[Raw records]
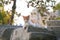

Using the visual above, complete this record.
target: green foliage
[55,17,60,20]
[53,3,60,10]
[0,10,10,25]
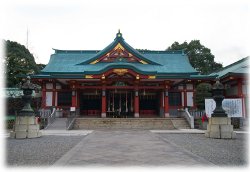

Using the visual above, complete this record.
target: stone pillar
[10,77,42,139]
[134,90,139,118]
[101,90,106,118]
[164,90,169,117]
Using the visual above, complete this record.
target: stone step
[73,118,190,130]
[46,118,67,130]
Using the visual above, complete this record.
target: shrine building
[32,31,217,118]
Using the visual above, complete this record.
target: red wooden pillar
[160,91,165,117]
[42,83,46,109]
[237,79,246,117]
[52,82,56,106]
[183,85,187,108]
[134,90,139,118]
[164,90,169,117]
[101,90,106,118]
[71,90,77,107]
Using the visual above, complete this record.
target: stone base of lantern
[205,117,236,139]
[10,116,42,139]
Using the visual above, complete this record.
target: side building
[32,32,217,118]
[210,57,249,118]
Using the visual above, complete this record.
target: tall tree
[167,40,222,74]
[4,40,39,87]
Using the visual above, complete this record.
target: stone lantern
[10,76,42,139]
[205,80,236,139]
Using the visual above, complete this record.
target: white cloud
[3,0,250,65]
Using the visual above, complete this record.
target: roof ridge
[210,56,249,74]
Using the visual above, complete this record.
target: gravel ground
[159,134,248,166]
[6,136,84,166]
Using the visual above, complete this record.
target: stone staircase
[46,118,67,130]
[73,118,190,130]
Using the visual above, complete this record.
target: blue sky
[0,0,250,66]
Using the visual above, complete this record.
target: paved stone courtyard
[6,130,248,167]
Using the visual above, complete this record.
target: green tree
[4,40,39,87]
[194,83,212,110]
[167,40,222,75]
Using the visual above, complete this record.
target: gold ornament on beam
[113,69,128,76]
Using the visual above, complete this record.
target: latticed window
[169,92,181,106]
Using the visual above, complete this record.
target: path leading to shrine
[54,130,214,166]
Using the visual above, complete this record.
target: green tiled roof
[210,57,249,78]
[34,32,203,78]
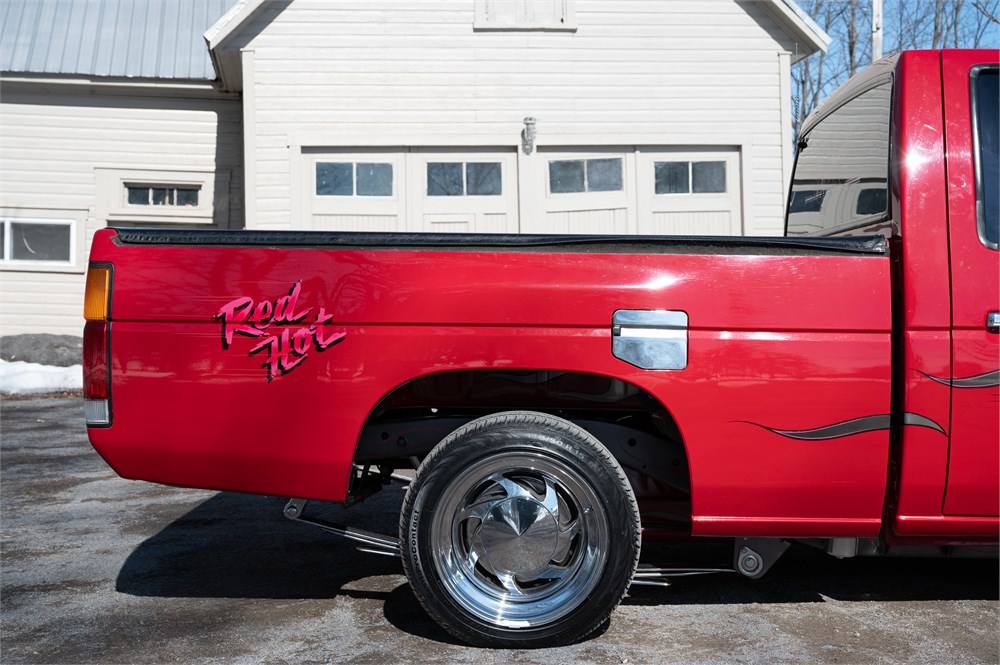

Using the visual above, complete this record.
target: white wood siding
[234,0,794,234]
[0,87,244,335]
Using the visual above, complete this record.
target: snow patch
[0,360,83,395]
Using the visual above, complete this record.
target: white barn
[0,0,829,334]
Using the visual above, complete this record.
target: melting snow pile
[0,360,83,395]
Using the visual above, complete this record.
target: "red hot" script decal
[212,279,347,382]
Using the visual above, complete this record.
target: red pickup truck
[84,51,1000,646]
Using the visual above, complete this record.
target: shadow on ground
[116,487,1000,643]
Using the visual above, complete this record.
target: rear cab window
[972,65,1000,249]
[785,76,892,236]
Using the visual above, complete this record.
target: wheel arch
[354,369,691,530]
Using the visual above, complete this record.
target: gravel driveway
[0,399,1000,665]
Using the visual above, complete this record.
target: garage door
[635,148,743,235]
[301,146,743,235]
[521,147,743,235]
[302,148,518,233]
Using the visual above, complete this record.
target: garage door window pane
[691,162,726,194]
[465,162,501,196]
[357,163,392,196]
[316,162,354,196]
[653,162,691,194]
[10,222,72,263]
[587,159,622,192]
[427,162,465,196]
[549,159,585,194]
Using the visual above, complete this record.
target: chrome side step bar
[283,499,399,558]
[632,565,736,587]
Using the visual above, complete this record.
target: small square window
[125,184,200,208]
[653,162,691,194]
[0,218,75,265]
[549,157,623,194]
[316,162,354,196]
[126,187,149,205]
[357,163,392,196]
[465,162,501,196]
[427,162,465,196]
[587,159,622,192]
[549,159,586,194]
[176,187,198,208]
[316,162,392,196]
[653,162,726,194]
[691,162,726,194]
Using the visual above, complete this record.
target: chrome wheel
[430,452,608,628]
[399,411,641,648]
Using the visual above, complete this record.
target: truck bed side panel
[90,232,892,536]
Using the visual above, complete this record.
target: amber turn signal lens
[83,266,111,321]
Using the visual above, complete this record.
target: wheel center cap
[479,497,559,576]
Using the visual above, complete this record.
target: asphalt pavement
[0,399,1000,665]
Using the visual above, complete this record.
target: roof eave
[766,0,833,63]
[203,0,266,91]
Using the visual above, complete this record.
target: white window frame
[312,156,397,201]
[653,158,731,197]
[472,0,576,32]
[0,211,83,273]
[96,168,222,226]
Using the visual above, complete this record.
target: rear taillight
[83,264,111,427]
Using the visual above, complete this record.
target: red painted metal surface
[891,51,1000,538]
[91,226,890,535]
[940,51,1000,516]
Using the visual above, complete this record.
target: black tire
[399,411,640,648]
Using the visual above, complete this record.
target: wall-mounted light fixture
[521,115,535,155]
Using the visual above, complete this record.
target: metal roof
[0,0,236,80]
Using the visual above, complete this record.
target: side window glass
[786,81,892,236]
[972,68,1000,249]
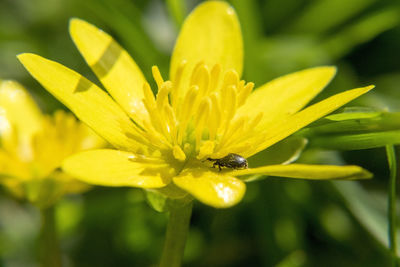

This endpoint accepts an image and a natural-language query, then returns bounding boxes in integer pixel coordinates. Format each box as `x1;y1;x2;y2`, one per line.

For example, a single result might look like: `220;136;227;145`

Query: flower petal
239;67;336;129
69;19;148;123
247;85;374;157
170;1;243;91
62;149;171;188
228;164;372;180
18;53;145;151
0;80;42;141
173;168;246;208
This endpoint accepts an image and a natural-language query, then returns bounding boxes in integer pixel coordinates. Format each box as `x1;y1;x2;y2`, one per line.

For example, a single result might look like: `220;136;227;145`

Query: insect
207;153;248;171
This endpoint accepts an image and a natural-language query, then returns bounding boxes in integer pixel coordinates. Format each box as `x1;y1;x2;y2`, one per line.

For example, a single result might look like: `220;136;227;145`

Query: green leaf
247;136;307;168
298;108;400;150
332;182;400;253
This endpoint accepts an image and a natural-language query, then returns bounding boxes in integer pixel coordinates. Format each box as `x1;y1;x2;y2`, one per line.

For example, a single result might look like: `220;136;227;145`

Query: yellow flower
18;1;373;208
0;80;104;207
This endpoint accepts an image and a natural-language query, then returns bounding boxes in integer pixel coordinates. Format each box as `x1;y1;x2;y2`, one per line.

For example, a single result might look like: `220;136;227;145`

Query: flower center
143;62;263;161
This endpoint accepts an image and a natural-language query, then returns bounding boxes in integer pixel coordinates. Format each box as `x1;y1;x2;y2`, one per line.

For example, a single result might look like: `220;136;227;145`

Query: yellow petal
0;80;42;142
173;168;246;208
62;149;172;188
18;53;148;151
248;85;374;157
69;19;148;123
228;164;372;180
239;67;336;129
170;1;243;93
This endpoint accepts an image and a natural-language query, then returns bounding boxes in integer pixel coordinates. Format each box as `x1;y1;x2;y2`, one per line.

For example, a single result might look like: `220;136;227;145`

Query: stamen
195;97;211;148
171;60;187;109
178;85;199;145
197;140;215;159
208;93;222;140
156;81;172;110
172;145;186;161
238;82;254;107
210;64;222;90
143;82;156;110
151;66;164;88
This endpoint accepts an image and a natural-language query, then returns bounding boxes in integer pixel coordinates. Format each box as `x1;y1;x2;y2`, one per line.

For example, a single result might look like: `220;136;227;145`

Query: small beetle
207;153;248;171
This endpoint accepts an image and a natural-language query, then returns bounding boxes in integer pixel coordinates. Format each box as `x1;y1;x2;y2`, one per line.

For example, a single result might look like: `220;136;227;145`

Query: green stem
167;0;186;29
386;145;398;266
160;202;192;267
40;206;62;267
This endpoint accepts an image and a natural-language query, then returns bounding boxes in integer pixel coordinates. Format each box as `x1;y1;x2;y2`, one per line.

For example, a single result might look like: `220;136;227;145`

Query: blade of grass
386;145;398;266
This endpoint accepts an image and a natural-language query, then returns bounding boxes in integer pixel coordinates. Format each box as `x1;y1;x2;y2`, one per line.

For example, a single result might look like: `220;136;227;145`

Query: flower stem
386;145;398;266
160;202;193;267
40;206;62;267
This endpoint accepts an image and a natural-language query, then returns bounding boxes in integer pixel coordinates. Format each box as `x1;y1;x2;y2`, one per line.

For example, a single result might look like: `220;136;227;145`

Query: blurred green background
0;0;400;267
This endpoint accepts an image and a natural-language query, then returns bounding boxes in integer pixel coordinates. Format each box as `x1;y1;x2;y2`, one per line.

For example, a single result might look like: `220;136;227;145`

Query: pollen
143;61;263;161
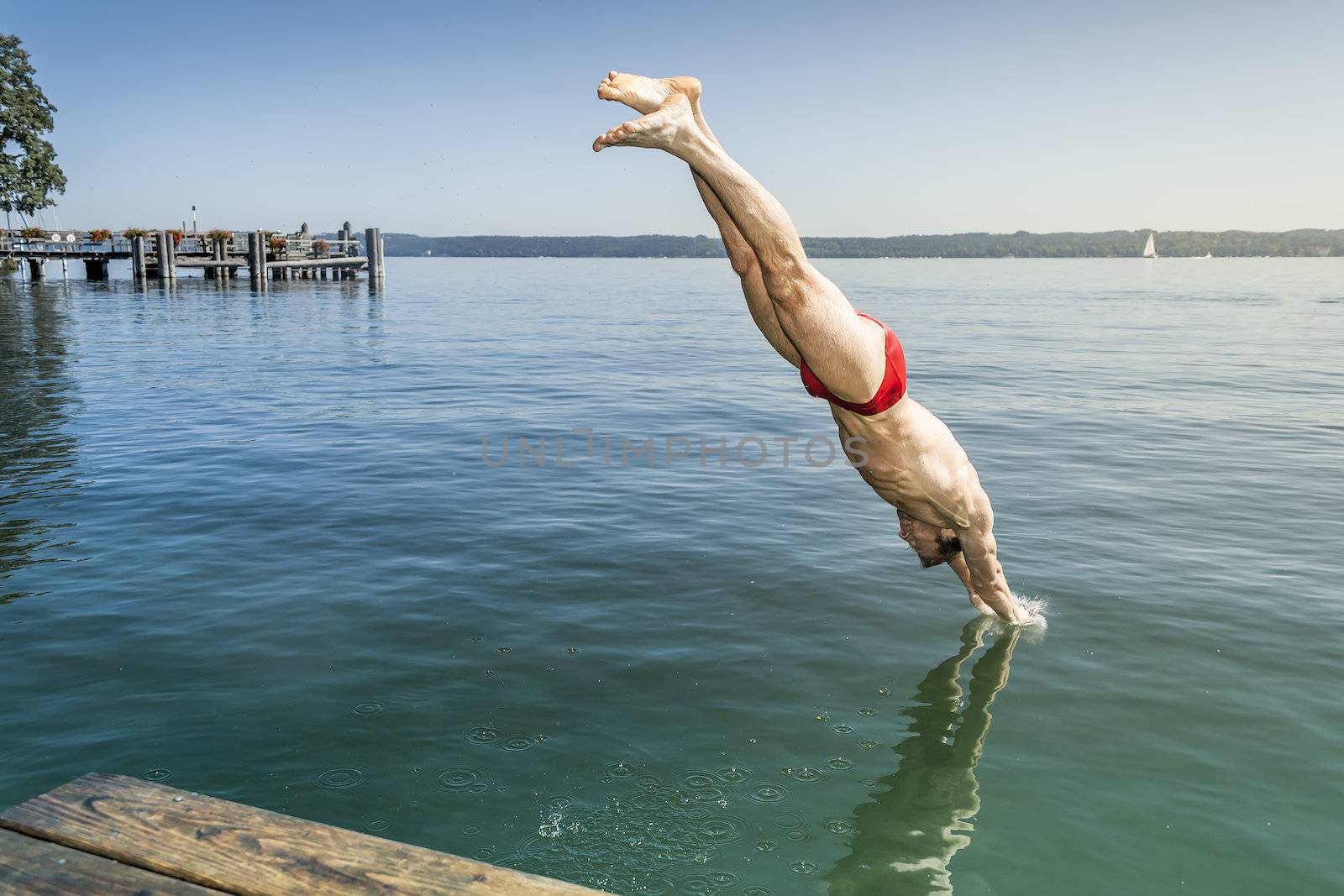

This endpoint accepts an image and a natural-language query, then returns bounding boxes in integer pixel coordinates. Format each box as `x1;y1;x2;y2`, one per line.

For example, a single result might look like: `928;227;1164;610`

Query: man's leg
690;170;802;367
593;72;885;401
596;71;801;367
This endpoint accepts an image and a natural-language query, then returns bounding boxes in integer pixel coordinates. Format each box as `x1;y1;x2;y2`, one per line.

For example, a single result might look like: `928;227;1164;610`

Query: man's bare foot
593;92;696;152
596;71;701;116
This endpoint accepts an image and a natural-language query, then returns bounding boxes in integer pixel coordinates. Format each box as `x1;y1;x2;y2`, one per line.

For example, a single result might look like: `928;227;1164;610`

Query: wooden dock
0;773;600;896
0;222;386;291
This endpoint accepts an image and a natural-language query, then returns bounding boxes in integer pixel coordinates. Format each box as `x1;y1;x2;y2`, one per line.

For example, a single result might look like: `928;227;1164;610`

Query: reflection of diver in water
827;616;1021;896
0;280;81;605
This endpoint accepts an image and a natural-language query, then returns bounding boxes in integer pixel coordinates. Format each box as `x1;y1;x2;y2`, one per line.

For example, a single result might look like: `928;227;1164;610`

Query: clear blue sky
10;0;1344;237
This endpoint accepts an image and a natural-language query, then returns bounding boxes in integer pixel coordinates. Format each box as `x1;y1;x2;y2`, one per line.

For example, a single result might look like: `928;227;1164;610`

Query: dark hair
919;533;961;569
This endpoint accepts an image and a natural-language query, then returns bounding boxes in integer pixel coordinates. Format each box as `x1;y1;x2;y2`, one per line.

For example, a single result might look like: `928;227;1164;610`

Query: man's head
896;511;961;569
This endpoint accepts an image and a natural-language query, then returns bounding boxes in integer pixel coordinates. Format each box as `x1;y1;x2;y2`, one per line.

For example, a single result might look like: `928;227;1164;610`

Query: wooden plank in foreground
0;831;219;896
0;773;598;896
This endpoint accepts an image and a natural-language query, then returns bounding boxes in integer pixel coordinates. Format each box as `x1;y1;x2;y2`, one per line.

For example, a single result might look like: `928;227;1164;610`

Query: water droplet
681;771;721;790
318;767;365;790
466;726;500;744
717;766;751;784
434;768;481;793
701;818;741;844
748;784;789;804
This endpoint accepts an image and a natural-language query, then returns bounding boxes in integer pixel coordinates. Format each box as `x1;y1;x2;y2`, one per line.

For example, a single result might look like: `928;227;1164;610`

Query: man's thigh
771;269;887;403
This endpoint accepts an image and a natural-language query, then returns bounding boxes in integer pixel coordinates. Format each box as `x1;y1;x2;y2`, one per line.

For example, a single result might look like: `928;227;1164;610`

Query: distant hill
383;230;1344;258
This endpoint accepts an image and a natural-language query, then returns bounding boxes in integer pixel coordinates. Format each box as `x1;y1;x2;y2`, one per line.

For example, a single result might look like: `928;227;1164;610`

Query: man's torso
831;395;979;529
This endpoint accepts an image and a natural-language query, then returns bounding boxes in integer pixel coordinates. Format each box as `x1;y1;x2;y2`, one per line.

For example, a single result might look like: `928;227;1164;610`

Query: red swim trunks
798;312;906;417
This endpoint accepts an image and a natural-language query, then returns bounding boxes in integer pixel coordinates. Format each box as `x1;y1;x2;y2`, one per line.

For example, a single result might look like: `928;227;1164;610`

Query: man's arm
948;553;995;616
953;497;1026;623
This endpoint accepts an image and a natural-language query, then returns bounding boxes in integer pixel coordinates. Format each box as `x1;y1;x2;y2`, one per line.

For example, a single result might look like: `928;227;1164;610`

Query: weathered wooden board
0;831;219;896
0;773;596;896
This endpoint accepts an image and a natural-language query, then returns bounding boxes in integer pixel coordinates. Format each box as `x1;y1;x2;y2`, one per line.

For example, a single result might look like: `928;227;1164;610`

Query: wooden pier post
164;233;177;280
130;237;145;280
365;227;383;280
155;230;172;280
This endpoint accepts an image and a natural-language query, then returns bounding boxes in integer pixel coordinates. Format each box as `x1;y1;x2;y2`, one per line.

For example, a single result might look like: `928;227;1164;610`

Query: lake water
0;258;1344;896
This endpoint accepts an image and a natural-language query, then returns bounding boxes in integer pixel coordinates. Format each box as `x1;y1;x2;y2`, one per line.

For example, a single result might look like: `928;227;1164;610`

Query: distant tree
0;34;66;215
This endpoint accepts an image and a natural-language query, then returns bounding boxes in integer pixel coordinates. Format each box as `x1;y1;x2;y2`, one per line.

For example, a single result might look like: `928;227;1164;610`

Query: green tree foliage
383;230;1344;258
0;34;66;215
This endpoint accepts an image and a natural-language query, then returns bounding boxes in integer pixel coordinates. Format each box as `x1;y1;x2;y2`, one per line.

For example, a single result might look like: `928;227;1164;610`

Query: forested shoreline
383;230;1344;258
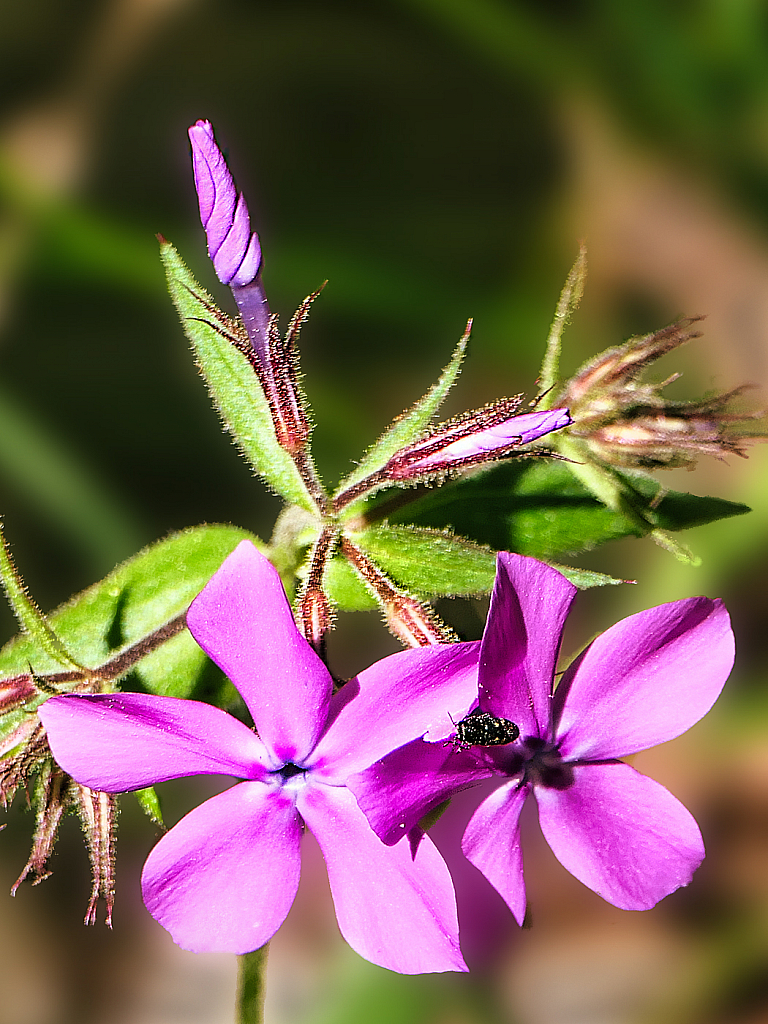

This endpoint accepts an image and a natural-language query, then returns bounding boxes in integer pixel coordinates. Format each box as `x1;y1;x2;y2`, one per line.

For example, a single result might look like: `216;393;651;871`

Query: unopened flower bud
383;398;571;480
189;121;268;288
189;121;314;464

▸ **Exercise details**
Identify every line of the records above that contains the string "side", and copy each such line.

▸ **Response to this exercise**
target: side building
target: chrome side step bar
target: truck bed side panel
target: side window glass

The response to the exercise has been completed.